Point localization data:
########
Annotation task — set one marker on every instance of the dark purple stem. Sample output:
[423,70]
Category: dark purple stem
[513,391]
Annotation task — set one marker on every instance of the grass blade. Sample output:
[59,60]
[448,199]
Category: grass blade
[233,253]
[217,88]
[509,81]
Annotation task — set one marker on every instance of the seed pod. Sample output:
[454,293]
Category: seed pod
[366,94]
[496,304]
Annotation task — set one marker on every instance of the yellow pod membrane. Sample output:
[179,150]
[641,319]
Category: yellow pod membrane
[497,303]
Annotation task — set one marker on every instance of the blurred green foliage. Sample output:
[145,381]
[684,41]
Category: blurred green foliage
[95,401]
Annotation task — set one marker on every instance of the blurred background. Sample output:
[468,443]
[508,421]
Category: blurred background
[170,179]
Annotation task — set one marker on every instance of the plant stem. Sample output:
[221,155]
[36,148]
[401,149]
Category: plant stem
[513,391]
########
● **Work required**: Please copy each entry. Leave nothing out.

● **Answer**:
Annotation task — set one marker on every instance of the dark purple stem. Sample output:
[423,70]
Category: dark purple stem
[513,391]
Annotation task — set one marker on every instance of the grass blade. Sample output:
[59,60]
[448,199]
Category: grass blade
[233,253]
[217,88]
[509,81]
Annotation task — set one marker on every instance of the seed pod. Sample output:
[454,293]
Category: seed pod
[366,94]
[496,304]
Annotation task — set one marker on every instance of the yellow pod membrane. Sample output:
[179,150]
[641,319]
Category: yellow pod membrane
[497,303]
Annotation task — set one marker on every instance of the blurred green foliage. Sample output:
[145,381]
[684,41]
Category: blurred green foliage
[95,401]
Annotation task — set one marker on every instance of the blurred background. Sample output:
[468,443]
[508,421]
Category: blurred background
[170,179]
Annotation task — set one marker on every instance of the plant stem. Sample output:
[221,155]
[36,148]
[401,149]
Category: plant stem
[513,391]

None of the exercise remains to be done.